> _Task brief_:
The answer must be every entry below, word for word, with the pictures left out.

╭──

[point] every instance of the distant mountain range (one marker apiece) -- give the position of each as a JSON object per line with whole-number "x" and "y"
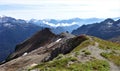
{"x": 14, "y": 31}
{"x": 106, "y": 29}
{"x": 46, "y": 51}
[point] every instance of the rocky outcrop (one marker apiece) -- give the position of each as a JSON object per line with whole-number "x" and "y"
{"x": 34, "y": 51}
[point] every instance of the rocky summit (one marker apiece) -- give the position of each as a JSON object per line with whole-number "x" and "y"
{"x": 46, "y": 51}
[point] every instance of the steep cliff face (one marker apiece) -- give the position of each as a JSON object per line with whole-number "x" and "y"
{"x": 42, "y": 47}
{"x": 41, "y": 38}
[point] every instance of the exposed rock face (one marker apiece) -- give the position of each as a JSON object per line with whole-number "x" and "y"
{"x": 43, "y": 46}
{"x": 41, "y": 38}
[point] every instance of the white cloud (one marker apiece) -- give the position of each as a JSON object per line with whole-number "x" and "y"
{"x": 61, "y": 8}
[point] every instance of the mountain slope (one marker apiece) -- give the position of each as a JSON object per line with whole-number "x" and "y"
{"x": 12, "y": 32}
{"x": 65, "y": 52}
{"x": 106, "y": 29}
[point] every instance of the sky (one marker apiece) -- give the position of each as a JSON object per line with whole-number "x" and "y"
{"x": 60, "y": 9}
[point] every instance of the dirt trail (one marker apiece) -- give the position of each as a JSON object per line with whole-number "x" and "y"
{"x": 95, "y": 52}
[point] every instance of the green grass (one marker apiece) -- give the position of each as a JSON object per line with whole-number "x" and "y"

╰──

> _Reply_:
[point] every instance of the distant mountain range (one marker apiece) -- give the position of each as a JSON object per line with whole-number "x" and "y"
{"x": 14, "y": 31}
{"x": 106, "y": 29}
{"x": 46, "y": 51}
[point] every instance of the rocky outcrop (one marker apiece) -- give the position of each as a JSON object per line with whole-number "x" and "y"
{"x": 34, "y": 51}
[point] every instance of the rocky summit (one marker apiece) -- give the position of each as a JSON object per line with whole-number "x" and "y"
{"x": 46, "y": 51}
[point] every instance of the steep cliff face (one marker apiece) -- give the position of each as a JSON object per line with whole-number "x" and "y"
{"x": 42, "y": 47}
{"x": 41, "y": 38}
[point] every instance of the exposed rock face (one marker apiece) -- give the position of each as a JSON object per line with whole-number "x" and "y"
{"x": 43, "y": 46}
{"x": 41, "y": 38}
[point] every instance of the white cloud (one marker apiece) -- give the position of each as a JSON object per line with whole-number "x" and "y"
{"x": 61, "y": 8}
[point] every instance of the mountain slope (one marker apiece) -- give the position of each as a JSON object per line with whole-number "x" and "y"
{"x": 12, "y": 32}
{"x": 65, "y": 52}
{"x": 106, "y": 29}
[point] every instance of the sky (one marker apiece) -- give the position of each as a JSON object per line with whole-number "x" and "y"
{"x": 60, "y": 9}
[point] every instance of the dirt trail (one marker apiece) -- give the position of each as a JSON object per line with whole-number "x" and "y"
{"x": 95, "y": 52}
[point] every instance of the green grass (one marker apiece) -- give the position of each as a JSON object per line with whole-number "x" and "y"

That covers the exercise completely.